• Goal A
Update the part of the records that opens with their first line and closes with the line containing "point(335, 161)", changing "brick" to "stone" and keeping everything else the same. Return only that part, without the pictures.

• Source excerpt
Sold, produced by Oscar-winner Emma Thompson and directed by Jeffry D Brown – again an Oscar-winner, is an extraordinary tale of survival of a 13-year-old girl brought from Nepal to India on the pretext of getting her a job, but sold into sexual slavery.
Based on Patricia McCormick’s book, Sold is about Lakshmi — a fictional character who mirrors about 20,000 of Nepalese children trafficked out of their country each year. the character “risks everything for freedom after being trafficked from her mountain village in Nepal to a prison brothel,” in the eastern Indian city of Kolkata. According to Brown, Sold places the audience in Lakshmi’s shoes, to give voice to the millions of children who disappear every year.

• Goal B
According to the film description, about how many Nepalese children are trafficked out of their country each year?

• Supplied material
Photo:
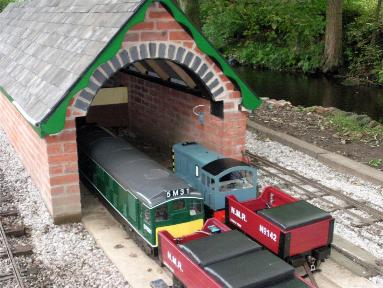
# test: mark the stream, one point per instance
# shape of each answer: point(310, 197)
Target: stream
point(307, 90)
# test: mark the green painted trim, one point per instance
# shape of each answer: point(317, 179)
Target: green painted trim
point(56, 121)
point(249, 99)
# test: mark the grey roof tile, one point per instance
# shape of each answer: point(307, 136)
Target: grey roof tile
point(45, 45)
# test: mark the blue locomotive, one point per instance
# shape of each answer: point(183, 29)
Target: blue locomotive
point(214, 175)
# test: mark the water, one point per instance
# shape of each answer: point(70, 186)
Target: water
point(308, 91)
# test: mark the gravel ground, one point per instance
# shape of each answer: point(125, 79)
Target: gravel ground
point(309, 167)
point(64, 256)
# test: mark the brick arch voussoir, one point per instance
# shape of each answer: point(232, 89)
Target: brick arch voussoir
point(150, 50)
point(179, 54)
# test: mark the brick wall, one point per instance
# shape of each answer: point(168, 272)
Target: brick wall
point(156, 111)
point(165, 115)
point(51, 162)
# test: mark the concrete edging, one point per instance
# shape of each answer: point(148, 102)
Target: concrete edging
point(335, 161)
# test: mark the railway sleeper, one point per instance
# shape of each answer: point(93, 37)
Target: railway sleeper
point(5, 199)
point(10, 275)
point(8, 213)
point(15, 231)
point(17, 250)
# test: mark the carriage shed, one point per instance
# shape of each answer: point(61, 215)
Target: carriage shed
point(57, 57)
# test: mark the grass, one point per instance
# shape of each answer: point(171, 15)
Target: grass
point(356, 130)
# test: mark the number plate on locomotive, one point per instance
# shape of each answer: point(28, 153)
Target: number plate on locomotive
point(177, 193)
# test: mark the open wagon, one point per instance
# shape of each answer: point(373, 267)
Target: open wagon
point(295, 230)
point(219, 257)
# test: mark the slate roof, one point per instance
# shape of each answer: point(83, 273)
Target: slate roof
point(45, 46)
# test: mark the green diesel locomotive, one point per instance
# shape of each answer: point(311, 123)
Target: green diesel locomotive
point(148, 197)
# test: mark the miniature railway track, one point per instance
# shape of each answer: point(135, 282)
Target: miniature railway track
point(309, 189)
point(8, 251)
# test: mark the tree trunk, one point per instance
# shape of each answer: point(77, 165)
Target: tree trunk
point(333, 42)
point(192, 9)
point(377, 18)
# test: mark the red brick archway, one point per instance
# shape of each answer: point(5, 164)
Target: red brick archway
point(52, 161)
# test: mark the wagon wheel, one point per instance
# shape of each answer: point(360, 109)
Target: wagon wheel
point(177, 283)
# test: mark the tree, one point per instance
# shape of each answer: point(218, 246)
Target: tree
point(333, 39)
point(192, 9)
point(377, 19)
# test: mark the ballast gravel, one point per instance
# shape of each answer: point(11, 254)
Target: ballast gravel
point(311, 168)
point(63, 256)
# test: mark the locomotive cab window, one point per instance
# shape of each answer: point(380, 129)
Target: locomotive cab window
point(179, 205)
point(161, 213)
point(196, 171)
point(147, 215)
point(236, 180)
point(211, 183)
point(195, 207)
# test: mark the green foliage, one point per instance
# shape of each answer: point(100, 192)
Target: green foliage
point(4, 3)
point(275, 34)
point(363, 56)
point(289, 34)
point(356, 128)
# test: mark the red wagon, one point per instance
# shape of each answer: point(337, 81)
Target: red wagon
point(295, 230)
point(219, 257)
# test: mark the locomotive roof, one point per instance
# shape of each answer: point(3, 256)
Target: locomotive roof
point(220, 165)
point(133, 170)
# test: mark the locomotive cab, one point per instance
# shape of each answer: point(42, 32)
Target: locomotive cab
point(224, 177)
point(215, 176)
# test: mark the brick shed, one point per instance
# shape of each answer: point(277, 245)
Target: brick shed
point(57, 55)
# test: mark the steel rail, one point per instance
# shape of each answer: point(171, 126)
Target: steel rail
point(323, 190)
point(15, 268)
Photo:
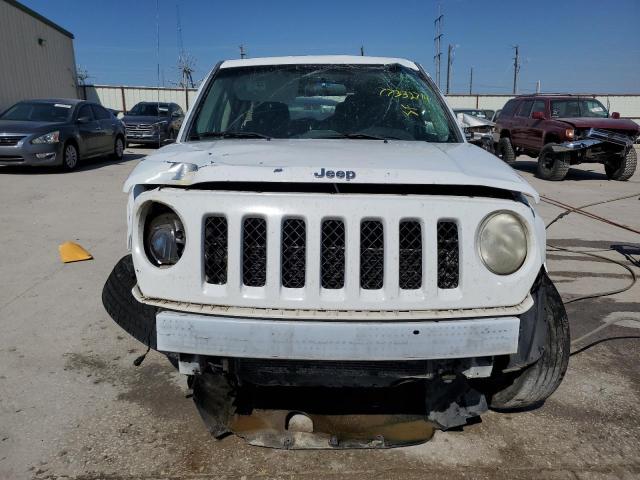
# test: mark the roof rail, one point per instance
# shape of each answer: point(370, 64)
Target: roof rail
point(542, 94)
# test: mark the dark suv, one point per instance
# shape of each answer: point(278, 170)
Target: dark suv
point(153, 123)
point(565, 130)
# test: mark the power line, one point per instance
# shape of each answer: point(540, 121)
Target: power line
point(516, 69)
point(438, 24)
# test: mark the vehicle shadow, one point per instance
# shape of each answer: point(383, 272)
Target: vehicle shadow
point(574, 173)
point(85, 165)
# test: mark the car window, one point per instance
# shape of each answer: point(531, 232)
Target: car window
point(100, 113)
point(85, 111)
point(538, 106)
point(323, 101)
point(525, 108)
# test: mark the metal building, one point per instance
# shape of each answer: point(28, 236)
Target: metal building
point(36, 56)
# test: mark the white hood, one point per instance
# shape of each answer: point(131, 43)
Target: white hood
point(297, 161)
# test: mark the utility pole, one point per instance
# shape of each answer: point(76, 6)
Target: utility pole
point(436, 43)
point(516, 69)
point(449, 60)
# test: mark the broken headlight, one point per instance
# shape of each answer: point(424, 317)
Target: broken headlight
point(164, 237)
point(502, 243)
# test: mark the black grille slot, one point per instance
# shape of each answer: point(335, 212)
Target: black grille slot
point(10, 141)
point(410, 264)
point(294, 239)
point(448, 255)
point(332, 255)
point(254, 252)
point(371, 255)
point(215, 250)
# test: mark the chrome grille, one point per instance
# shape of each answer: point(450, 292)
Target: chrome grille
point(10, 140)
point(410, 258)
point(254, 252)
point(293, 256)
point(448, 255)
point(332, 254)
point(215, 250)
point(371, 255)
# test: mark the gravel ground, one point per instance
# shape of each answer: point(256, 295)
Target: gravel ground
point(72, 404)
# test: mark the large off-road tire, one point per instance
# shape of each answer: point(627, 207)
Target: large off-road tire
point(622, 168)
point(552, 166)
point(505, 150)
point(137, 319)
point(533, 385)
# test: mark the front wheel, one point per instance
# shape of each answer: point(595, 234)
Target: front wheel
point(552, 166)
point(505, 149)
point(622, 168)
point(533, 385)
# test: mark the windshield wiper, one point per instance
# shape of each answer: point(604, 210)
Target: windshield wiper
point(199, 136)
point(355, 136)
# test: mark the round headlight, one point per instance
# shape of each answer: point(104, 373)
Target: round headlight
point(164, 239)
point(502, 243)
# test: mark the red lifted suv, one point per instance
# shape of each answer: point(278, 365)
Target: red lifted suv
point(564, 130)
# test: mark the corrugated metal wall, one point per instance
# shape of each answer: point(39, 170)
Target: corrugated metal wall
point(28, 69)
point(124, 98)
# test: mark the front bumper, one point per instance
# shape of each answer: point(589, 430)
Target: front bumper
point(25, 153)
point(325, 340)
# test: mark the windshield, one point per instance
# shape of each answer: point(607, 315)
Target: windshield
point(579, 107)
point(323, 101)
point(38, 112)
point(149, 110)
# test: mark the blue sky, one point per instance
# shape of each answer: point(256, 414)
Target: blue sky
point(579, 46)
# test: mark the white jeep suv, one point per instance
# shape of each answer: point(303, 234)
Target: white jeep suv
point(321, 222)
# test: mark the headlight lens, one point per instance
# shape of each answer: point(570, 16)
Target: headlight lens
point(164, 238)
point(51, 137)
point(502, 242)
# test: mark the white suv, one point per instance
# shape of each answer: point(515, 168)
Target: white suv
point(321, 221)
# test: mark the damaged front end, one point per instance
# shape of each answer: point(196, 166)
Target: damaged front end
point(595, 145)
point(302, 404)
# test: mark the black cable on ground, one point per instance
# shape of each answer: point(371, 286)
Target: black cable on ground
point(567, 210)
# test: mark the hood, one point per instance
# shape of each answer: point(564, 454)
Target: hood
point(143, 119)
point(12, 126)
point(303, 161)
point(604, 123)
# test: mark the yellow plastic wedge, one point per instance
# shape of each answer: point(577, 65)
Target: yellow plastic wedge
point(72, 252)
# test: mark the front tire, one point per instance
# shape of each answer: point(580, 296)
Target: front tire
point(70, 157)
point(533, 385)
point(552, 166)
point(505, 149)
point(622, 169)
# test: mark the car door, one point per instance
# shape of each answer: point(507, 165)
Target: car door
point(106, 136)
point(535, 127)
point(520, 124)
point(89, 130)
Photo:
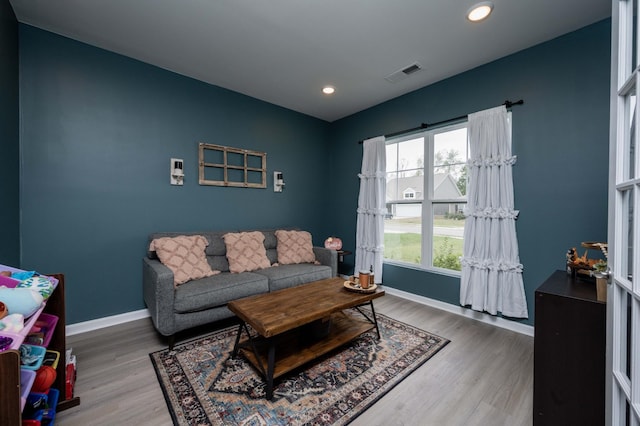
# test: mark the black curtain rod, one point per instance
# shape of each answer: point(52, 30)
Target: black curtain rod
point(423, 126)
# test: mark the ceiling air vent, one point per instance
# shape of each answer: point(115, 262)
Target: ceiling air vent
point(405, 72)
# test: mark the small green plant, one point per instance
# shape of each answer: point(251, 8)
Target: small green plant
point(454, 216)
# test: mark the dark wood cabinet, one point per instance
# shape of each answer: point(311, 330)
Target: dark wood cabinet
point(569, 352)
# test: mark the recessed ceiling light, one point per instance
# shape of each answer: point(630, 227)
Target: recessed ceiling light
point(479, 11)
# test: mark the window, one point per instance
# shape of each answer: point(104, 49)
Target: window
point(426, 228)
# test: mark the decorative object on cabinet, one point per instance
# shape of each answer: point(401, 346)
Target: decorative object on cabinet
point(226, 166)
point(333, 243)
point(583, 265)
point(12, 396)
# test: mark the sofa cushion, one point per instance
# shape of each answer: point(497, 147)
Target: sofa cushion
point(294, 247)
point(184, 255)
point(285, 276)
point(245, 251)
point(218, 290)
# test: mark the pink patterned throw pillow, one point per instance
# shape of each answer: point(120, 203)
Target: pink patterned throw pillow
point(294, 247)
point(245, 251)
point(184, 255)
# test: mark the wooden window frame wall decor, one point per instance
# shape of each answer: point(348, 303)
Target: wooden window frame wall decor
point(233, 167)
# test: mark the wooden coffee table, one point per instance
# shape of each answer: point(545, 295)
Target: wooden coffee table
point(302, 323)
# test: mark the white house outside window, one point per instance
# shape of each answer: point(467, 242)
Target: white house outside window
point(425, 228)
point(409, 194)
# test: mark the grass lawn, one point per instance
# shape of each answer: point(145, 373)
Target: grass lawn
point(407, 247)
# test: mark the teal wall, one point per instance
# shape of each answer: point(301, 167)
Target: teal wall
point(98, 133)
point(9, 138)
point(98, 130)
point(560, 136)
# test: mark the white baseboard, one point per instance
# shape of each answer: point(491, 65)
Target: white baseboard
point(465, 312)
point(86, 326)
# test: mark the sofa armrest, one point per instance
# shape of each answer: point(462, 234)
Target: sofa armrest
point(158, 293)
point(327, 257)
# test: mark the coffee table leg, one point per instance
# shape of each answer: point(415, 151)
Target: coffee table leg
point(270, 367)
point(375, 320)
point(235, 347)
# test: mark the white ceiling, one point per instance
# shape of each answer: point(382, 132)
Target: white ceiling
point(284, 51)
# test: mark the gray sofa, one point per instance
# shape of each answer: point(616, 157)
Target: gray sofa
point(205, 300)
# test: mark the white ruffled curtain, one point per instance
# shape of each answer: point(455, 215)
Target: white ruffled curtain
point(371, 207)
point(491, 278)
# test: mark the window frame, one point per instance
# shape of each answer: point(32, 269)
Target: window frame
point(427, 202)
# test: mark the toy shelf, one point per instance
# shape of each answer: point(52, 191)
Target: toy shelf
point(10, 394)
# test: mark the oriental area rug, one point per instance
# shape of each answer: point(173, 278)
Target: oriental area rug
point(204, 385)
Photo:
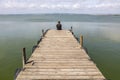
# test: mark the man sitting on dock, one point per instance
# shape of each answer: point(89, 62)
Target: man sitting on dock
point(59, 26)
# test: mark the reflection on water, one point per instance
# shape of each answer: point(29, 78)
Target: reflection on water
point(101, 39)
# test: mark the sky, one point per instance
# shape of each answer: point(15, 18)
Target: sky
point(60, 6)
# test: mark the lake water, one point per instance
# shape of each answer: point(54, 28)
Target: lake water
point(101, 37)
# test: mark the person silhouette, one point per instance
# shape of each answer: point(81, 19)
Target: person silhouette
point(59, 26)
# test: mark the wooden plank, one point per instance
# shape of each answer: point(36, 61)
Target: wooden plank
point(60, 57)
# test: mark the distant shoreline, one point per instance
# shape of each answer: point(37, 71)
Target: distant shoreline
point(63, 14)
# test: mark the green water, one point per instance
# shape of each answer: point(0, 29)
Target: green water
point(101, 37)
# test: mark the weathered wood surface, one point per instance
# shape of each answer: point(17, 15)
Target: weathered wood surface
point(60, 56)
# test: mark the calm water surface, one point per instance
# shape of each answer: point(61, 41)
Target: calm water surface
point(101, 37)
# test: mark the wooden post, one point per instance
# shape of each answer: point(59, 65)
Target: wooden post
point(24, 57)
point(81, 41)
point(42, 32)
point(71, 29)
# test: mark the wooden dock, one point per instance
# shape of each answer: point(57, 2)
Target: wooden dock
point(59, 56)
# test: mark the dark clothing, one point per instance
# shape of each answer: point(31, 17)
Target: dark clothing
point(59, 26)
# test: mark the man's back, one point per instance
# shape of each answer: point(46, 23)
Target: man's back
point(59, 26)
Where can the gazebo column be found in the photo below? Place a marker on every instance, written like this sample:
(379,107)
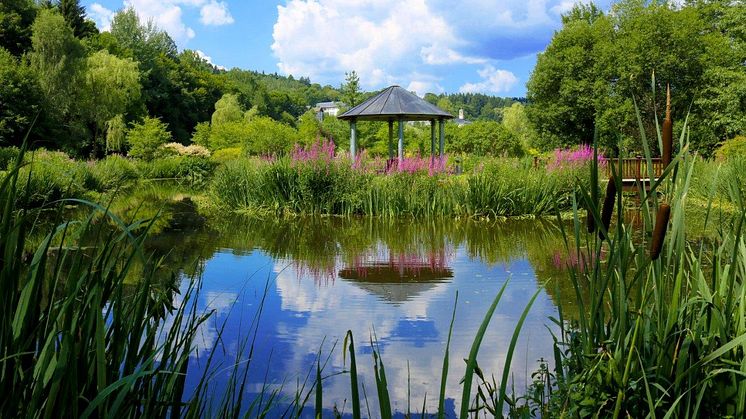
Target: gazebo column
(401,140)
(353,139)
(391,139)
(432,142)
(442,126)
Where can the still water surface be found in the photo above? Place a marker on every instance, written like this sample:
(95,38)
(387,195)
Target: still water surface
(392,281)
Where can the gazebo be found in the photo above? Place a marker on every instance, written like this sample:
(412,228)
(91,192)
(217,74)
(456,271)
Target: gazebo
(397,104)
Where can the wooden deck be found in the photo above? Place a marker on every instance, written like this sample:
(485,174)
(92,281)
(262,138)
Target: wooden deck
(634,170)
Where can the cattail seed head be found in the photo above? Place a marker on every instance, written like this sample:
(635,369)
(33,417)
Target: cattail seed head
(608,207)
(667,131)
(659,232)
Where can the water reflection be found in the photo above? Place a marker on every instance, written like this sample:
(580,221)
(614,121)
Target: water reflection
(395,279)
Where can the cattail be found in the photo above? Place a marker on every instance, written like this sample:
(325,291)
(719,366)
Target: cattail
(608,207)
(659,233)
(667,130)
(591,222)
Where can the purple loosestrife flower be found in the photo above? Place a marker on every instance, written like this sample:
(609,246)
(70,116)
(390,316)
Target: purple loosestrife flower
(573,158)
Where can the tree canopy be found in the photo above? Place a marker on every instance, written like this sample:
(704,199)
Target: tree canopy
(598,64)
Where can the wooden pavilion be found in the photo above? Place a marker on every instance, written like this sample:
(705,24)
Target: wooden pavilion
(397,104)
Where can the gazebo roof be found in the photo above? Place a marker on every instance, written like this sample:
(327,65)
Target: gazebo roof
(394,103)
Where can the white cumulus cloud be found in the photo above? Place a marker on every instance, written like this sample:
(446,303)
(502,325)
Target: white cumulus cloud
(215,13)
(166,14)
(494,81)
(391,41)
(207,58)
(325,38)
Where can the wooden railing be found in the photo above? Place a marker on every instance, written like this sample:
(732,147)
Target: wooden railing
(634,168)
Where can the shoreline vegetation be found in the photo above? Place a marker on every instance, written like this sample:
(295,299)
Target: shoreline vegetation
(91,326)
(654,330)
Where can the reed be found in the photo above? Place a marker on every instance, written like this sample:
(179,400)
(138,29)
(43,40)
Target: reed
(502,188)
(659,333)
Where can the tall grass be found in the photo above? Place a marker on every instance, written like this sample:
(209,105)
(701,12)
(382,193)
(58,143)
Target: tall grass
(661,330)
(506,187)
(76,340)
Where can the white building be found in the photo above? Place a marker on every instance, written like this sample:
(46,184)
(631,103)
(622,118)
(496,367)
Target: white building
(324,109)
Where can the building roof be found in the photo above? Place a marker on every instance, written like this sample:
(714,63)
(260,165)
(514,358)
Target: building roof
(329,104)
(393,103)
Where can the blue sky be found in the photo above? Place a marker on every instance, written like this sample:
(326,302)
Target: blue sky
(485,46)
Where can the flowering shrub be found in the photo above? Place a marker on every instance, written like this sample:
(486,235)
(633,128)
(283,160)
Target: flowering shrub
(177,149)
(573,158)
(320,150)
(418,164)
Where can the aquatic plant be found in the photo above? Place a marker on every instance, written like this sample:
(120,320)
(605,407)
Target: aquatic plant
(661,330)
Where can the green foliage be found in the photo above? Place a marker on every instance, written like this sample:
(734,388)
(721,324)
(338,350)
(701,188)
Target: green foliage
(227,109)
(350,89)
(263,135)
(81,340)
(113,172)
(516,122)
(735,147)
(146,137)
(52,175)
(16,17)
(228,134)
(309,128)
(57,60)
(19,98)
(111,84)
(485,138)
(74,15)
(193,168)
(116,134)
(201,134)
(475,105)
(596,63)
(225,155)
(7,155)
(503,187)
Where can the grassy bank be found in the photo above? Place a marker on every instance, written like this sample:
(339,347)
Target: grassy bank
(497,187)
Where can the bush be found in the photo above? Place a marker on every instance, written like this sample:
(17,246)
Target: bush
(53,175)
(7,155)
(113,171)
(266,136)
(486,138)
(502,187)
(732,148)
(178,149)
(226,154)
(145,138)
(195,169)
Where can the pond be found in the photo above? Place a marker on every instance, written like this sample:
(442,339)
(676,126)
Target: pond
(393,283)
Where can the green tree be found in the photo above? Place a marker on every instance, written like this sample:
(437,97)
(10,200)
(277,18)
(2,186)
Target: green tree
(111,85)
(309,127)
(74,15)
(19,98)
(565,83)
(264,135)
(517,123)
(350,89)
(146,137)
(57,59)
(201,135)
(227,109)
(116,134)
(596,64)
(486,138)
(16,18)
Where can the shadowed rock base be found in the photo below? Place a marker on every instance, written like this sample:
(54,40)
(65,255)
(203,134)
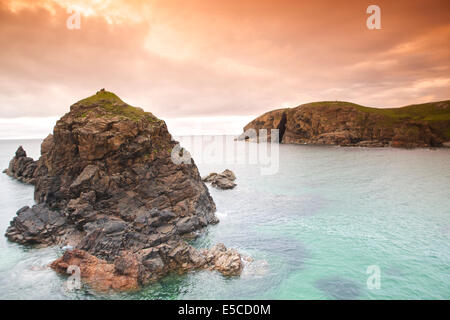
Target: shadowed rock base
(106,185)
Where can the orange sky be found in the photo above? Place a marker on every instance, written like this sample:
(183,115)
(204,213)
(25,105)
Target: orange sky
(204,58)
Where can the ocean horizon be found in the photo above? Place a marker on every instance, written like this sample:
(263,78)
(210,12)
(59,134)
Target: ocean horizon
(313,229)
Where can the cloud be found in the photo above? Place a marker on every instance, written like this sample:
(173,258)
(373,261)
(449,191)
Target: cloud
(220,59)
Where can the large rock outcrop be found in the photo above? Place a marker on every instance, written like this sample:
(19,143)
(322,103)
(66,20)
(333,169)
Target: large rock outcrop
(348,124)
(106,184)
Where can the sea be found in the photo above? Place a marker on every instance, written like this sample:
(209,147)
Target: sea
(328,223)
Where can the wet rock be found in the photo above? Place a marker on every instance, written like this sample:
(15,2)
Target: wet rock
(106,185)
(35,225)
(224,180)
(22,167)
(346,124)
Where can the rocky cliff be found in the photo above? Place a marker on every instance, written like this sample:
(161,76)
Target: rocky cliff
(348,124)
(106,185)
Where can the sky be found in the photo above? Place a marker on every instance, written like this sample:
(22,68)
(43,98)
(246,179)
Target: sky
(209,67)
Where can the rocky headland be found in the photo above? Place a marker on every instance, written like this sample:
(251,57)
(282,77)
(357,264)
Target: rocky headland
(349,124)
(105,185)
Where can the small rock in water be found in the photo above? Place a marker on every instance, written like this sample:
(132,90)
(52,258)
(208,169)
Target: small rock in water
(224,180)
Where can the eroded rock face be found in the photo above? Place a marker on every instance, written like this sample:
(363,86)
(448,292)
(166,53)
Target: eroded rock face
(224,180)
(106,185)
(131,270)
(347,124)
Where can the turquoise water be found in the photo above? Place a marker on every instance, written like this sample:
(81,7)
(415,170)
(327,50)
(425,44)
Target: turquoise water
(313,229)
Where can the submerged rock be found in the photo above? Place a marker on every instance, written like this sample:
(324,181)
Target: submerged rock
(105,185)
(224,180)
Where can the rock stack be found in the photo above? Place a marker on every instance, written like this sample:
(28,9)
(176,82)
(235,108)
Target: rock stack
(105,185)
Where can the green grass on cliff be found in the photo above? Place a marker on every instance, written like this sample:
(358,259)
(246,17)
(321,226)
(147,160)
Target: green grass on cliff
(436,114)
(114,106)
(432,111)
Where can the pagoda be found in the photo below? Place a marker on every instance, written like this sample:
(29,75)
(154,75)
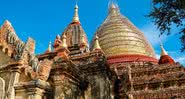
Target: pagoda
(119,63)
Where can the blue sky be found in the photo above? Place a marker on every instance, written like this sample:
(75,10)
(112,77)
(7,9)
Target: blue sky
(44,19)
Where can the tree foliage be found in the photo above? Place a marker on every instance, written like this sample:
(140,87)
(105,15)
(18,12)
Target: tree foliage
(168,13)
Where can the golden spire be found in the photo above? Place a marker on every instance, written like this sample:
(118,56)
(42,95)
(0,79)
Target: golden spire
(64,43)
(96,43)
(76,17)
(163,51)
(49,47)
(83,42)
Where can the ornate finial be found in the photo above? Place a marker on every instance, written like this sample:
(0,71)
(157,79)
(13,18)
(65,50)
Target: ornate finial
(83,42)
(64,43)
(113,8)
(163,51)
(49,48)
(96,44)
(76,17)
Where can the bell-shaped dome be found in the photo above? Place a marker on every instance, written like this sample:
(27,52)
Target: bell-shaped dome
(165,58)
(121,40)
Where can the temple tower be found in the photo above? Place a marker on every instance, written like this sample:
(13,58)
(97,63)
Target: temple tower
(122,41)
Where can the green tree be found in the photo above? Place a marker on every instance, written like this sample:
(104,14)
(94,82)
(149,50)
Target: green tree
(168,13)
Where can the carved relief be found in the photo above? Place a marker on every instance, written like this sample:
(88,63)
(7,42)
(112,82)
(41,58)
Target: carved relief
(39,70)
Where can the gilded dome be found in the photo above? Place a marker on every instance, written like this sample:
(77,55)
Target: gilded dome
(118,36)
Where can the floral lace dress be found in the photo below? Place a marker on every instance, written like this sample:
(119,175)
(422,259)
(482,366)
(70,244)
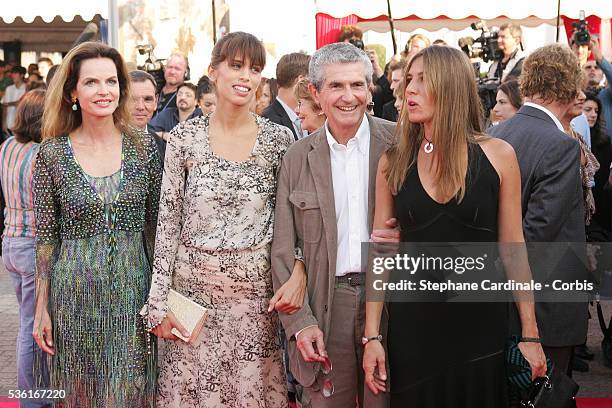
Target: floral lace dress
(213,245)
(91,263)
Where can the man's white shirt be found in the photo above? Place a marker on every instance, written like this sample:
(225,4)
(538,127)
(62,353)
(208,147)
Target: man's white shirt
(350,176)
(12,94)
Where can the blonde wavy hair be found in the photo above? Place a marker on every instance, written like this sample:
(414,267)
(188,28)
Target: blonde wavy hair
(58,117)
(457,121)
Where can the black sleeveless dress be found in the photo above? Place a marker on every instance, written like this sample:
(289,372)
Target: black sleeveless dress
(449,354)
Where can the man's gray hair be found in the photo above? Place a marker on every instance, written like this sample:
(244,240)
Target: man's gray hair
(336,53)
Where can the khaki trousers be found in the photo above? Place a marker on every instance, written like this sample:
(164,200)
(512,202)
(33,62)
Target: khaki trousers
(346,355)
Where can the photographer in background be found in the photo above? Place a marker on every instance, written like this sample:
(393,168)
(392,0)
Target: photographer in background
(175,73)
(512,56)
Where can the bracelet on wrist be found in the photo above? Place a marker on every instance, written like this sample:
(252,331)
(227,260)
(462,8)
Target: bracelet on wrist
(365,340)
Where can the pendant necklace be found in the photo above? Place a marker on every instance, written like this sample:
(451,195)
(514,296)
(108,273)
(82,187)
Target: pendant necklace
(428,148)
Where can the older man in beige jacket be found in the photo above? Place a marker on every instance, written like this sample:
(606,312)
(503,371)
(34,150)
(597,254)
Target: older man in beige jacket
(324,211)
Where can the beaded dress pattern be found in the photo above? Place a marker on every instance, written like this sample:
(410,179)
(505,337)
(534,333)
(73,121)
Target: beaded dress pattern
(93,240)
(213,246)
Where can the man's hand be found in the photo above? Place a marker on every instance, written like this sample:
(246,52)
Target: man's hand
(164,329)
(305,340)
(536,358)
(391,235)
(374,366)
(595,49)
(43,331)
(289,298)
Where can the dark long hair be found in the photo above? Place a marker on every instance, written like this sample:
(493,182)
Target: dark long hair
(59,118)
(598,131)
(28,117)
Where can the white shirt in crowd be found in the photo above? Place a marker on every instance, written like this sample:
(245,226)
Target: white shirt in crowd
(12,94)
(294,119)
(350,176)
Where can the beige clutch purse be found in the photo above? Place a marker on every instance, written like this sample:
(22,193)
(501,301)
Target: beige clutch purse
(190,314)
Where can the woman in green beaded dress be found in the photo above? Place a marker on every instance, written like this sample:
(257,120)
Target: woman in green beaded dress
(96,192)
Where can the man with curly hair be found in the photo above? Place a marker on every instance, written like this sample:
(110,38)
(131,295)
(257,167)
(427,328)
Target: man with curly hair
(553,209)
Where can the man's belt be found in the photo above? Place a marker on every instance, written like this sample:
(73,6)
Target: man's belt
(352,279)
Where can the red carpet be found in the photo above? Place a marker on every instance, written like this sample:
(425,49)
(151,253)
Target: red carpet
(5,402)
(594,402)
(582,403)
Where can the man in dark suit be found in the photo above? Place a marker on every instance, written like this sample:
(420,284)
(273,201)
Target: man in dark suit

• Task output A
Photo:
# test: mark the stream, one point per instance
# shape of each answer: point(310, 197)
Target: stream
point(307, 90)
# test: mark the green painted trim, one point per instance
# shape of each answer: point(317, 179)
Target: green painted trim
point(56, 121)
point(249, 99)
# test: mark the grey roof tile, one point per instance
# shape of each answer: point(307, 136)
Target: grey roof tile
point(45, 45)
# test: mark the blue locomotive, one point per instance
# shape of each answer: point(183, 29)
Target: blue locomotive
point(214, 175)
# test: mark the water, one point per instance
# shape of each answer: point(70, 186)
Target: water
point(308, 91)
# test: mark the gravel ground, one point per instance
# shape of each answer: point(125, 79)
Target: gravel ground
point(309, 167)
point(64, 256)
# test: mark the stone arch voussoir, one point per instance
# shape of each answer: point(232, 89)
Target: stone arch voussoir
point(150, 50)
point(179, 54)
# test: mark the stone wall, one point per instance
# shape of each answer: point(168, 272)
Target: stone wall
point(156, 111)
point(165, 115)
point(51, 162)
# test: mark the concrete edging, one point per instance
# shape of each answer: point(148, 102)
Target: concrete edging
point(335, 161)

• Task output B
About 20,000 Nepalese children are trafficked out of their country each year.